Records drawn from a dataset
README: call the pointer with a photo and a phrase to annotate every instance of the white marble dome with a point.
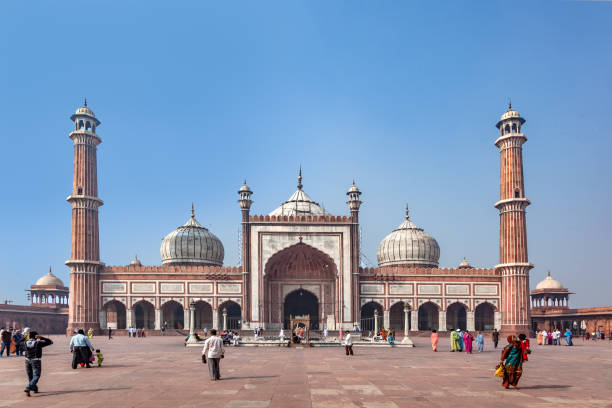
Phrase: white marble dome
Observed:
(549, 283)
(49, 279)
(192, 244)
(408, 245)
(299, 204)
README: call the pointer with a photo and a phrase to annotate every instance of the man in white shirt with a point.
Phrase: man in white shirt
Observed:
(348, 343)
(213, 351)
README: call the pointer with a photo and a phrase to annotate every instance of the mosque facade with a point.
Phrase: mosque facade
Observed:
(299, 259)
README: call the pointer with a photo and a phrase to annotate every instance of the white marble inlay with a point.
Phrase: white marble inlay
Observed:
(375, 289)
(485, 289)
(458, 289)
(200, 288)
(228, 288)
(398, 289)
(429, 289)
(143, 288)
(114, 287)
(172, 288)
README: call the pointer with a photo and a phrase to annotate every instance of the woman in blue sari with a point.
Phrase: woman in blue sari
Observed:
(512, 359)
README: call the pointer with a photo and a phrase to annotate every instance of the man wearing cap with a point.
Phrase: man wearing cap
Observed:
(33, 359)
(81, 349)
(5, 338)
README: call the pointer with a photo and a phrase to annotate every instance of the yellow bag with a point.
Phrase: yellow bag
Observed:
(500, 371)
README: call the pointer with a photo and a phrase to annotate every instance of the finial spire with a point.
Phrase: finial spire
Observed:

### AIM OF THE EXERCISE
Lines before the one containing "cap with a point." are left out. Repeat that line and all lines after it in the records above exactly.

### WRITTEN SOLUTION
README: call the pointer with a photo and a phrase to annotate every instance of the man wearing cap with a point.
Phrase: man wearing cap
Observed:
(33, 359)
(81, 349)
(5, 338)
README: call the pointer with a photo and a phrase to annotate every instance of the yellow bag with a point.
Phrase: yellow bag
Observed:
(500, 371)
README: call the pointer with a photo and a phrase to annotate every instance of the finial spire with a point.
Phrase: finial spire
Observed:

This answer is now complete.